[Stored data entries]
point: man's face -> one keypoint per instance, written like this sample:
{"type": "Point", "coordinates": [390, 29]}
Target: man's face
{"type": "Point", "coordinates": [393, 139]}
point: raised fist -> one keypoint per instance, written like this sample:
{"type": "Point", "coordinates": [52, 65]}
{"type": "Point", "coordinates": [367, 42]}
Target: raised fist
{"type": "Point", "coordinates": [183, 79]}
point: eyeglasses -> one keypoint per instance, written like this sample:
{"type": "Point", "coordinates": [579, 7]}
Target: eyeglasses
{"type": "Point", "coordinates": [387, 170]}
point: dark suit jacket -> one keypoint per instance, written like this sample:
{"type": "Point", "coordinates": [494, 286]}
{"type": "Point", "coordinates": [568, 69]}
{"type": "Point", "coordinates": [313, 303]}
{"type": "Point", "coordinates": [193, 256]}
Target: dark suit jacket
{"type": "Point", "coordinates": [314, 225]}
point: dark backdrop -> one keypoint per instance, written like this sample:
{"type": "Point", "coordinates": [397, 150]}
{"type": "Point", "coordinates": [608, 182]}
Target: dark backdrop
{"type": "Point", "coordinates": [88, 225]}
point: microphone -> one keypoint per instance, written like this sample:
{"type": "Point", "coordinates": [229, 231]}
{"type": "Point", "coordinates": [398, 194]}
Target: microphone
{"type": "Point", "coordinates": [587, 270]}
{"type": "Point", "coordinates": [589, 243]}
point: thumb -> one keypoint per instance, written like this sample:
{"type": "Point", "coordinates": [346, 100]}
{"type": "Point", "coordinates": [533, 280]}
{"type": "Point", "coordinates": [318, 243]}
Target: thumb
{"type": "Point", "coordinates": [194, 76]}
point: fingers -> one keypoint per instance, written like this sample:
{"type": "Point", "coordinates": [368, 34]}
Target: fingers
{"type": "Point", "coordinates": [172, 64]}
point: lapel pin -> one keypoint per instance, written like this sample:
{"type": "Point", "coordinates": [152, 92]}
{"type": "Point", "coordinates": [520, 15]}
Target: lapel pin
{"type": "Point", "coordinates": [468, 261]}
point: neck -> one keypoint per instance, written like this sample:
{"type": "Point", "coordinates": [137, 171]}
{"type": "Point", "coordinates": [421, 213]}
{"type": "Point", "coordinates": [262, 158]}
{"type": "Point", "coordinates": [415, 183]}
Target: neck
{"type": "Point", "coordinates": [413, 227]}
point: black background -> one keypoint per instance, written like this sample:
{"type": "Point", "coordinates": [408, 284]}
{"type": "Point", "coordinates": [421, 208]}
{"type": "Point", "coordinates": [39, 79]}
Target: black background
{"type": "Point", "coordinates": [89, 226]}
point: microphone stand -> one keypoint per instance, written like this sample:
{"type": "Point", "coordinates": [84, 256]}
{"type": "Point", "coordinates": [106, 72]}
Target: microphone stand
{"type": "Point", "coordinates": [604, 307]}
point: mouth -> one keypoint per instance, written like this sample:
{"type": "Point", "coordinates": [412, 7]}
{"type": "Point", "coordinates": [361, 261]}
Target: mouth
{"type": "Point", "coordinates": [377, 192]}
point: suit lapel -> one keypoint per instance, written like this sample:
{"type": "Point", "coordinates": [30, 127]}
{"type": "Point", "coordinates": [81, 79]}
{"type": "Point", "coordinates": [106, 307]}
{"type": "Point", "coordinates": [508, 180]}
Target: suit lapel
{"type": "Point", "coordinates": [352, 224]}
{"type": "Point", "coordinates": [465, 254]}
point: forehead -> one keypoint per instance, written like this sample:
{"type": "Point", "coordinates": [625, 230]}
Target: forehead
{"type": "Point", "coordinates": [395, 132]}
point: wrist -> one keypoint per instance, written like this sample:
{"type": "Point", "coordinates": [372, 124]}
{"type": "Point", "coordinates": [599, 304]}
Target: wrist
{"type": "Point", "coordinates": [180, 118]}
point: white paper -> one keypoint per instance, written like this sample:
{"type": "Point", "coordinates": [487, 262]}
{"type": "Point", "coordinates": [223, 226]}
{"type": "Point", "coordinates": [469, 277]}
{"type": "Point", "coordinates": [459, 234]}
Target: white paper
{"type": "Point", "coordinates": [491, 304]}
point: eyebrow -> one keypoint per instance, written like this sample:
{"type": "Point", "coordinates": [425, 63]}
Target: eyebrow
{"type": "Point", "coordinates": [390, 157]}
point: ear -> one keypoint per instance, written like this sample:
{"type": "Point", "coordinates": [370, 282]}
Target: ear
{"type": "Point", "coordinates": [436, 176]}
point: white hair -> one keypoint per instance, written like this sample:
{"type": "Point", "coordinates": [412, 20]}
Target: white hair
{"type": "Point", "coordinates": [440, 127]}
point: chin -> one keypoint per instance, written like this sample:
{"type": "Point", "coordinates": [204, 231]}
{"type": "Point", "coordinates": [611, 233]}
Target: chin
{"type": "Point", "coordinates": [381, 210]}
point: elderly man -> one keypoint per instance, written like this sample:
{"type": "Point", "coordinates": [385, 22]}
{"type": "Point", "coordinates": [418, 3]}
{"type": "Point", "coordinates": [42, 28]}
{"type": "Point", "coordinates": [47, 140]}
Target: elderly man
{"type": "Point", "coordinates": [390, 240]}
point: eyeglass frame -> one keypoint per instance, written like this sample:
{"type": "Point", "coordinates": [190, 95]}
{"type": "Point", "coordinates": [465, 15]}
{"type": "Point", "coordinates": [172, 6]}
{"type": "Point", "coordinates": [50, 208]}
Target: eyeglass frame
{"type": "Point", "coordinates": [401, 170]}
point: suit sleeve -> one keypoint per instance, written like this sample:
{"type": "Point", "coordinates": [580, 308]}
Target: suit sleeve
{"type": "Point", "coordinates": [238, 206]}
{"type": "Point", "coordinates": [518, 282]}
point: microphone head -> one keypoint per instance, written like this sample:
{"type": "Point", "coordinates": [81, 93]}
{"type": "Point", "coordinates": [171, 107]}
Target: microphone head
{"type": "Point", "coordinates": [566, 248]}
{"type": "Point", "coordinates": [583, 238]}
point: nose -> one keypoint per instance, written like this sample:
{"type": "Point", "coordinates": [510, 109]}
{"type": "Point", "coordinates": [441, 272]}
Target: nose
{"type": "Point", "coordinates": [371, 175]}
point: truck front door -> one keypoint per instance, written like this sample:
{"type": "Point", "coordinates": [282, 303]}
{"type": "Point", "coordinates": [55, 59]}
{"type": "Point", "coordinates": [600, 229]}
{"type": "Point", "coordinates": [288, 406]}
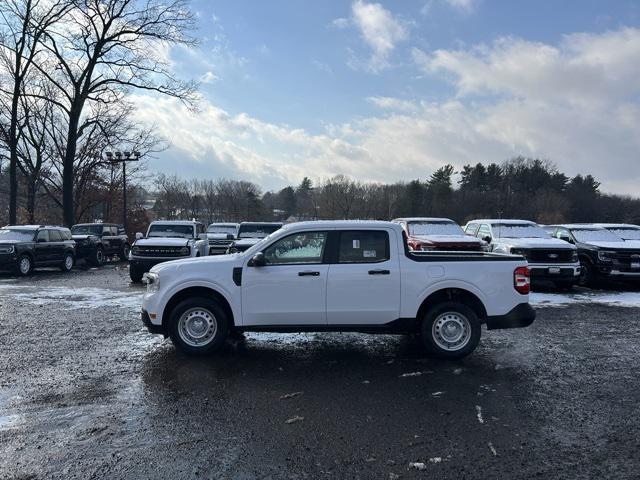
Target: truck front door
{"type": "Point", "coordinates": [291, 288]}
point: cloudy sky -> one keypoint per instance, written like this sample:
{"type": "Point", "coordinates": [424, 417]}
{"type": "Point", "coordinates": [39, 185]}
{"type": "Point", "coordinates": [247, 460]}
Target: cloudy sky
{"type": "Point", "coordinates": [392, 90]}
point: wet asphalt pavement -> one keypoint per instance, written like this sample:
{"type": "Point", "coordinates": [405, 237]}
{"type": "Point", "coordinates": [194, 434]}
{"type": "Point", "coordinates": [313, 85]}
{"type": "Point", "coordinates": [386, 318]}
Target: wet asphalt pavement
{"type": "Point", "coordinates": [85, 392]}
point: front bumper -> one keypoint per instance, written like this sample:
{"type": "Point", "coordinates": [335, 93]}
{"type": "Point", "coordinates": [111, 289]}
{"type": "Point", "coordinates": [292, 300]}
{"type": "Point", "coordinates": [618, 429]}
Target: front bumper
{"type": "Point", "coordinates": [520, 316]}
{"type": "Point", "coordinates": [153, 328]}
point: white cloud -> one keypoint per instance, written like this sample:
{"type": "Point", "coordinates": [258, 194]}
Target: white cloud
{"type": "Point", "coordinates": [575, 103]}
{"type": "Point", "coordinates": [379, 29]}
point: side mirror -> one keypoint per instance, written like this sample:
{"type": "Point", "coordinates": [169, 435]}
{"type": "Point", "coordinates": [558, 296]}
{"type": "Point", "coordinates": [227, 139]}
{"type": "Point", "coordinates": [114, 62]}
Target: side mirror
{"type": "Point", "coordinates": [258, 260]}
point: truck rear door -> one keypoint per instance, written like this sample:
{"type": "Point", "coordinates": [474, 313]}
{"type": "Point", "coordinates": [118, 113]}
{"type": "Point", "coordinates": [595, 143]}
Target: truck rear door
{"type": "Point", "coordinates": [363, 286]}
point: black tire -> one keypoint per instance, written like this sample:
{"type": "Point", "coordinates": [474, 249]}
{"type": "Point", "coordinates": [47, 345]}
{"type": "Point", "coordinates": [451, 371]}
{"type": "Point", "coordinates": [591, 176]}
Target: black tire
{"type": "Point", "coordinates": [563, 285]}
{"type": "Point", "coordinates": [458, 315]}
{"type": "Point", "coordinates": [135, 273]}
{"type": "Point", "coordinates": [215, 326]}
{"type": "Point", "coordinates": [24, 260]}
{"type": "Point", "coordinates": [98, 257]}
{"type": "Point", "coordinates": [67, 263]}
{"type": "Point", "coordinates": [123, 254]}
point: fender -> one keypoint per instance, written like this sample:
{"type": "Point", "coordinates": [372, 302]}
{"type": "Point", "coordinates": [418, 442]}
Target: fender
{"type": "Point", "coordinates": [233, 300]}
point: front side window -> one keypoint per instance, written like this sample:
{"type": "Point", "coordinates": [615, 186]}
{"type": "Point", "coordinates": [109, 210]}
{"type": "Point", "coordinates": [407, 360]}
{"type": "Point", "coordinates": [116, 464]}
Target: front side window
{"type": "Point", "coordinates": [363, 246]}
{"type": "Point", "coordinates": [16, 234]}
{"type": "Point", "coordinates": [299, 248]}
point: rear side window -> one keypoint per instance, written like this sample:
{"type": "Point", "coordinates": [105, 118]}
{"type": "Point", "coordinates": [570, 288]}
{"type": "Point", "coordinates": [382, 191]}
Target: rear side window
{"type": "Point", "coordinates": [55, 236]}
{"type": "Point", "coordinates": [363, 246]}
{"type": "Point", "coordinates": [472, 229]}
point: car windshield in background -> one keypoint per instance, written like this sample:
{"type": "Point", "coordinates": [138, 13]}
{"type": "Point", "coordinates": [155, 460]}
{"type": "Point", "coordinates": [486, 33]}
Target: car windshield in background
{"type": "Point", "coordinates": [627, 233]}
{"type": "Point", "coordinates": [257, 231]}
{"type": "Point", "coordinates": [16, 234]}
{"type": "Point", "coordinates": [587, 235]}
{"type": "Point", "coordinates": [160, 230]}
{"type": "Point", "coordinates": [435, 228]}
{"type": "Point", "coordinates": [223, 229]}
{"type": "Point", "coordinates": [518, 230]}
{"type": "Point", "coordinates": [86, 230]}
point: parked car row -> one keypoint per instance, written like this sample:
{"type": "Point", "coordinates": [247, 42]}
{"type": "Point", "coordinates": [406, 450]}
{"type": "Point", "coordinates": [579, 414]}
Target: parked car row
{"type": "Point", "coordinates": [26, 247]}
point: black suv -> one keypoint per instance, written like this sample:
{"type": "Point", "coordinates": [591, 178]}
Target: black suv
{"type": "Point", "coordinates": [602, 253]}
{"type": "Point", "coordinates": [25, 247]}
{"type": "Point", "coordinates": [95, 242]}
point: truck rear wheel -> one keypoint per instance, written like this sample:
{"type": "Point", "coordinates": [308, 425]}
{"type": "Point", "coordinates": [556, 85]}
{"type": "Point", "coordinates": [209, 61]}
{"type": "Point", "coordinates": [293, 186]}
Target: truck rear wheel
{"type": "Point", "coordinates": [198, 326]}
{"type": "Point", "coordinates": [450, 330]}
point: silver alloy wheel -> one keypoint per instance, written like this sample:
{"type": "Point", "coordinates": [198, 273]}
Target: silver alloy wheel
{"type": "Point", "coordinates": [451, 331]}
{"type": "Point", "coordinates": [197, 327]}
{"type": "Point", "coordinates": [25, 265]}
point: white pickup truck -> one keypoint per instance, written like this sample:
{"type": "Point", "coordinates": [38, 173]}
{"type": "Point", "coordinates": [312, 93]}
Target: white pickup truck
{"type": "Point", "coordinates": [338, 276]}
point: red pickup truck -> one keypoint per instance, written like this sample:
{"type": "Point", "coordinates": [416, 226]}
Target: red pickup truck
{"type": "Point", "coordinates": [425, 233]}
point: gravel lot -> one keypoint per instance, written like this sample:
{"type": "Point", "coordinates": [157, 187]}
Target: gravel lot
{"type": "Point", "coordinates": [86, 392]}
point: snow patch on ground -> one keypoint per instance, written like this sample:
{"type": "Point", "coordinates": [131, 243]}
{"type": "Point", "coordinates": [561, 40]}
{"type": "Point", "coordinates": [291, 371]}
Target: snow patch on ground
{"type": "Point", "coordinates": [71, 298]}
{"type": "Point", "coordinates": [618, 299]}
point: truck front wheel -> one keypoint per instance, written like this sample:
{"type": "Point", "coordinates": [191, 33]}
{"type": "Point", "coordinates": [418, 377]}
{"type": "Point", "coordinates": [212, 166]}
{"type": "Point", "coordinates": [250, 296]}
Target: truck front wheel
{"type": "Point", "coordinates": [450, 330]}
{"type": "Point", "coordinates": [198, 326]}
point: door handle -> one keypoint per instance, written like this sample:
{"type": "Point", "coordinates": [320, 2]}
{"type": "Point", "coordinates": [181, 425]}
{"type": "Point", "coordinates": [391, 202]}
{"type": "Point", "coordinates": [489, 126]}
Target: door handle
{"type": "Point", "coordinates": [308, 274]}
{"type": "Point", "coordinates": [379, 272]}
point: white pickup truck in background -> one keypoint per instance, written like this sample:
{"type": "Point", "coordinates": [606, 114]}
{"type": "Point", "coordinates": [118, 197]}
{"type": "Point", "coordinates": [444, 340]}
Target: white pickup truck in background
{"type": "Point", "coordinates": [338, 276]}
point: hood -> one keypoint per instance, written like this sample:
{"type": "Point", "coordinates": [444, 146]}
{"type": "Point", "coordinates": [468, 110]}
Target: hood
{"type": "Point", "coordinates": [624, 245]}
{"type": "Point", "coordinates": [162, 242]}
{"type": "Point", "coordinates": [436, 239]}
{"type": "Point", "coordinates": [205, 262]}
{"type": "Point", "coordinates": [535, 242]}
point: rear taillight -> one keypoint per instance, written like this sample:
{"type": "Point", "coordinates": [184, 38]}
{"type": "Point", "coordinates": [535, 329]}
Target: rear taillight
{"type": "Point", "coordinates": [522, 280]}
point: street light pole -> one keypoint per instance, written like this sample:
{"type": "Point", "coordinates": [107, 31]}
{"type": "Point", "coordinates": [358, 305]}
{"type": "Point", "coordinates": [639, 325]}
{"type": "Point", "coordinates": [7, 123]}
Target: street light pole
{"type": "Point", "coordinates": [123, 157]}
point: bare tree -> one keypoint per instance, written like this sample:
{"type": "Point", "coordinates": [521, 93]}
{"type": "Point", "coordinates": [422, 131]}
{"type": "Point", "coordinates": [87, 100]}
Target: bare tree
{"type": "Point", "coordinates": [23, 26]}
{"type": "Point", "coordinates": [106, 48]}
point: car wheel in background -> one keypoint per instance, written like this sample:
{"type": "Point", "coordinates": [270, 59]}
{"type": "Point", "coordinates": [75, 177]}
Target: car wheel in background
{"type": "Point", "coordinates": [198, 326]}
{"type": "Point", "coordinates": [135, 274]}
{"type": "Point", "coordinates": [24, 265]}
{"type": "Point", "coordinates": [67, 263]}
{"type": "Point", "coordinates": [450, 330]}
{"type": "Point", "coordinates": [124, 253]}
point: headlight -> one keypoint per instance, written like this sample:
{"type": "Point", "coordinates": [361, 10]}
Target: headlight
{"type": "Point", "coordinates": [153, 282]}
{"type": "Point", "coordinates": [604, 256]}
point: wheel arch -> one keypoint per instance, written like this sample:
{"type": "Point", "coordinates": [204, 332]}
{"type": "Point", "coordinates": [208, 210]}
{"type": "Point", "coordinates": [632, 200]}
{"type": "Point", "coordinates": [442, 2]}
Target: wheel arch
{"type": "Point", "coordinates": [453, 294]}
{"type": "Point", "coordinates": [196, 291]}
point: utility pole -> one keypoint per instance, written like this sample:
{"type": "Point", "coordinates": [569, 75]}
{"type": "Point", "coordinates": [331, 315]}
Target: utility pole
{"type": "Point", "coordinates": [123, 157]}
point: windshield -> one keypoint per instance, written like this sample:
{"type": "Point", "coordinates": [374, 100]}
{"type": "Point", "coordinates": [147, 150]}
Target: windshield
{"type": "Point", "coordinates": [16, 234]}
{"type": "Point", "coordinates": [435, 228]}
{"type": "Point", "coordinates": [627, 233]}
{"type": "Point", "coordinates": [518, 230]}
{"type": "Point", "coordinates": [87, 230]}
{"type": "Point", "coordinates": [257, 230]}
{"type": "Point", "coordinates": [587, 235]}
{"type": "Point", "coordinates": [232, 229]}
{"type": "Point", "coordinates": [164, 230]}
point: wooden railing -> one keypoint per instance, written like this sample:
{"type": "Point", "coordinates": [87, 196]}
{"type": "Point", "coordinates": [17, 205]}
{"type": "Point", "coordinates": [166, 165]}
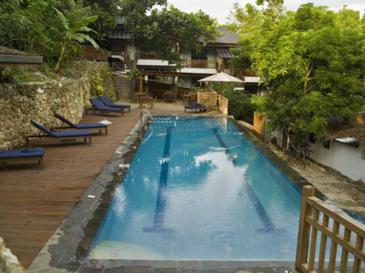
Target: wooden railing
{"type": "Point", "coordinates": [91, 54]}
{"type": "Point", "coordinates": [341, 243]}
{"type": "Point", "coordinates": [199, 63]}
{"type": "Point", "coordinates": [213, 101]}
{"type": "Point", "coordinates": [150, 55]}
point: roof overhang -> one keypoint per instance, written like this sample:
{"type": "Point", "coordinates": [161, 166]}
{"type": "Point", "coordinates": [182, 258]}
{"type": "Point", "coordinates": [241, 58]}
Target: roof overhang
{"type": "Point", "coordinates": [154, 63]}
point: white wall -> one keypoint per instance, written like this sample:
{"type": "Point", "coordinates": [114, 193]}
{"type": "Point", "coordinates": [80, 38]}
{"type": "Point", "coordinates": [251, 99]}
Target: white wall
{"type": "Point", "coordinates": [341, 157]}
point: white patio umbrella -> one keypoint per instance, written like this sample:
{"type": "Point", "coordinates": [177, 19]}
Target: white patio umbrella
{"type": "Point", "coordinates": [221, 77]}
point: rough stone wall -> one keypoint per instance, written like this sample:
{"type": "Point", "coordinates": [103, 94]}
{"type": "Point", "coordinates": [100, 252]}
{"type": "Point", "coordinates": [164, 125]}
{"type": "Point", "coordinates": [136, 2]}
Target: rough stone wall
{"type": "Point", "coordinates": [8, 262]}
{"type": "Point", "coordinates": [21, 103]}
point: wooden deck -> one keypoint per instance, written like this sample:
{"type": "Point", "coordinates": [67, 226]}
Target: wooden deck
{"type": "Point", "coordinates": [33, 202]}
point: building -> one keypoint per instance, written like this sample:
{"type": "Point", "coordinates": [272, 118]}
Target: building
{"type": "Point", "coordinates": [343, 150]}
{"type": "Point", "coordinates": [213, 58]}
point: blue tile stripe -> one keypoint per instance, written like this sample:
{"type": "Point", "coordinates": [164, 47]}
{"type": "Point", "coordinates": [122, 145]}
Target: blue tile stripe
{"type": "Point", "coordinates": [260, 209]}
{"type": "Point", "coordinates": [158, 221]}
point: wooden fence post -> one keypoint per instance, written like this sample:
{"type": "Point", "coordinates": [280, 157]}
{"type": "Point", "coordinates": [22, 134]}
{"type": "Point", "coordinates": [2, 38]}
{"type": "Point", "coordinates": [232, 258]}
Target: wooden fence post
{"type": "Point", "coordinates": [304, 230]}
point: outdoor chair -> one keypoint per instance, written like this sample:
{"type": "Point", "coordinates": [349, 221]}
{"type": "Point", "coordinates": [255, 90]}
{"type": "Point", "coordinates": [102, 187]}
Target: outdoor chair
{"type": "Point", "coordinates": [21, 156]}
{"type": "Point", "coordinates": [107, 102]}
{"type": "Point", "coordinates": [195, 107]}
{"type": "Point", "coordinates": [64, 137]}
{"type": "Point", "coordinates": [101, 108]}
{"type": "Point", "coordinates": [82, 126]}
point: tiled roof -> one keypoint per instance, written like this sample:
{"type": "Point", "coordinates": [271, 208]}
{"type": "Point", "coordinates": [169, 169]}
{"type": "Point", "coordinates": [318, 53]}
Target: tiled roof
{"type": "Point", "coordinates": [225, 36]}
{"type": "Point", "coordinates": [10, 51]}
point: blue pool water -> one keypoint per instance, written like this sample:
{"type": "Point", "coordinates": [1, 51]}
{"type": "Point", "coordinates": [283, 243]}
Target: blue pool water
{"type": "Point", "coordinates": [198, 189]}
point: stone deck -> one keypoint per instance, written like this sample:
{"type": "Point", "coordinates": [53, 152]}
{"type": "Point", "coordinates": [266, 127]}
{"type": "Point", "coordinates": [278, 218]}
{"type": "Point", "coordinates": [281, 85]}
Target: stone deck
{"type": "Point", "coordinates": [339, 190]}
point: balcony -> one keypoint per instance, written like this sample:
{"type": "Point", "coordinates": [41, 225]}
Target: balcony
{"type": "Point", "coordinates": [150, 55]}
{"type": "Point", "coordinates": [199, 63]}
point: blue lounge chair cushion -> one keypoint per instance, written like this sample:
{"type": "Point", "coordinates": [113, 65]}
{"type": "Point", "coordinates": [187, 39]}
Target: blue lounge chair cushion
{"type": "Point", "coordinates": [80, 125]}
{"type": "Point", "coordinates": [63, 134]}
{"type": "Point", "coordinates": [195, 105]}
{"type": "Point", "coordinates": [90, 126]}
{"type": "Point", "coordinates": [99, 105]}
{"type": "Point", "coordinates": [22, 153]}
{"type": "Point", "coordinates": [106, 100]}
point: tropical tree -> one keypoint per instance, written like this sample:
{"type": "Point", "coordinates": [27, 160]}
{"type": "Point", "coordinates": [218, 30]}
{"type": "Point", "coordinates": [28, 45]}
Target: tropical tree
{"type": "Point", "coordinates": [76, 32]}
{"type": "Point", "coordinates": [311, 62]}
{"type": "Point", "coordinates": [156, 27]}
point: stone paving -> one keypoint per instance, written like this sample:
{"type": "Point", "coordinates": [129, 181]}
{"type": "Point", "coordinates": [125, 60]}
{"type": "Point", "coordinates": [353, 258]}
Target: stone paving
{"type": "Point", "coordinates": [339, 190]}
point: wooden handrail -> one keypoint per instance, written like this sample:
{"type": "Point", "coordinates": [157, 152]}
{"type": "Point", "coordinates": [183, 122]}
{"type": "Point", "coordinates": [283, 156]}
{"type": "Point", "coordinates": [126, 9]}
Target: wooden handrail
{"type": "Point", "coordinates": [316, 218]}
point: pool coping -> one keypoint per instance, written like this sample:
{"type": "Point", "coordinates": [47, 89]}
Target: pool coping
{"type": "Point", "coordinates": [66, 250]}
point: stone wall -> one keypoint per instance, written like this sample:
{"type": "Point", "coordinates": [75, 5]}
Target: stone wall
{"type": "Point", "coordinates": [8, 262]}
{"type": "Point", "coordinates": [21, 103]}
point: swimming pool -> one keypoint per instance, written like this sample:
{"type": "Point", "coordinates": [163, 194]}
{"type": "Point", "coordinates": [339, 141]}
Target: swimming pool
{"type": "Point", "coordinates": [198, 189]}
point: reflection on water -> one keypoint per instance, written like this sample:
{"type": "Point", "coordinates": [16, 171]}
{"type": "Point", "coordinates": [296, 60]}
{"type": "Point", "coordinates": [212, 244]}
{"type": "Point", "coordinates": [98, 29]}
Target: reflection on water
{"type": "Point", "coordinates": [198, 189]}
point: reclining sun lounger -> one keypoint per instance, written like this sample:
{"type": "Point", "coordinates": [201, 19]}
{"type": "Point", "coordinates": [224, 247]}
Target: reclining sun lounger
{"type": "Point", "coordinates": [100, 107]}
{"type": "Point", "coordinates": [21, 155]}
{"type": "Point", "coordinates": [63, 136]}
{"type": "Point", "coordinates": [82, 126]}
{"type": "Point", "coordinates": [196, 107]}
{"type": "Point", "coordinates": [107, 102]}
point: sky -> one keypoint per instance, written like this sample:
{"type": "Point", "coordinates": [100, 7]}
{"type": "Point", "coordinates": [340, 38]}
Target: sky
{"type": "Point", "coordinates": [220, 9]}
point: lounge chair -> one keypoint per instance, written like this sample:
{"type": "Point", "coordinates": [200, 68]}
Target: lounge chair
{"type": "Point", "coordinates": [21, 156]}
{"type": "Point", "coordinates": [196, 107]}
{"type": "Point", "coordinates": [68, 137]}
{"type": "Point", "coordinates": [82, 126]}
{"type": "Point", "coordinates": [100, 107]}
{"type": "Point", "coordinates": [107, 102]}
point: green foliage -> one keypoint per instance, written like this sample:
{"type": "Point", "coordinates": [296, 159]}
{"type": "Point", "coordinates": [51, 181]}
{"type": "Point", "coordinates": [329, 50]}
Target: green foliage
{"type": "Point", "coordinates": [134, 73]}
{"type": "Point", "coordinates": [27, 25]}
{"type": "Point", "coordinates": [239, 104]}
{"type": "Point", "coordinates": [101, 78]}
{"type": "Point", "coordinates": [26, 74]}
{"type": "Point", "coordinates": [312, 62]}
{"type": "Point", "coordinates": [76, 31]}
{"type": "Point", "coordinates": [97, 85]}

> [REQUIRED WORK]: The stretch of entries above that starts with the line containing "Target: stone deck" and goes on through the line containing "point: wooden handrail" is to be transcribed exactly, and no other line is to be transcribed.

> [RESULT OF THIS EXERCISE]:
Target: stone deck
{"type": "Point", "coordinates": [339, 190]}
point: balcony -> one keypoint per instance, written like this sample:
{"type": "Point", "coordinates": [41, 225]}
Target: balcony
{"type": "Point", "coordinates": [150, 55]}
{"type": "Point", "coordinates": [199, 63]}
point: blue lounge chair cushion -> one keypoint per instance, written like this sample:
{"type": "Point", "coordinates": [113, 65]}
{"type": "Point", "coordinates": [187, 39]}
Target: blue lounge chair cushion
{"type": "Point", "coordinates": [80, 125]}
{"type": "Point", "coordinates": [63, 134]}
{"type": "Point", "coordinates": [195, 105]}
{"type": "Point", "coordinates": [90, 126]}
{"type": "Point", "coordinates": [99, 105]}
{"type": "Point", "coordinates": [22, 153]}
{"type": "Point", "coordinates": [106, 100]}
point: tropical tree -> one keypoint per instance, written like this sample:
{"type": "Point", "coordinates": [27, 160]}
{"type": "Point", "coordinates": [218, 30]}
{"type": "Point", "coordinates": [28, 45]}
Target: tropical tree
{"type": "Point", "coordinates": [76, 32]}
{"type": "Point", "coordinates": [311, 62]}
{"type": "Point", "coordinates": [156, 27]}
point: stone paving -> one keypoint per instance, written like this sample:
{"type": "Point", "coordinates": [129, 181]}
{"type": "Point", "coordinates": [125, 60]}
{"type": "Point", "coordinates": [353, 258]}
Target: stone paving
{"type": "Point", "coordinates": [339, 190]}
point: wooden handrail -> one keypoint per instance, written like this sample:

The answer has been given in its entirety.